Provided material:
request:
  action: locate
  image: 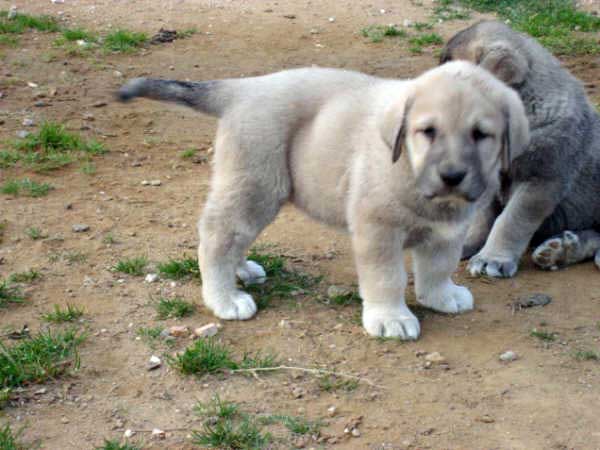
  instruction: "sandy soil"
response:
* * *
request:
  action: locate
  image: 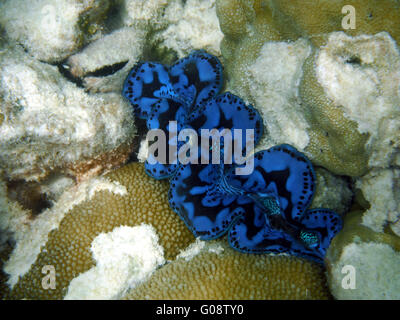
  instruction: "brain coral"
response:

Problem to solve:
Copy each line from the two blocks above that contains the string "instruction".

Output of the exercise:
  instruction: "sandy soil"
  instruction: "brain coral"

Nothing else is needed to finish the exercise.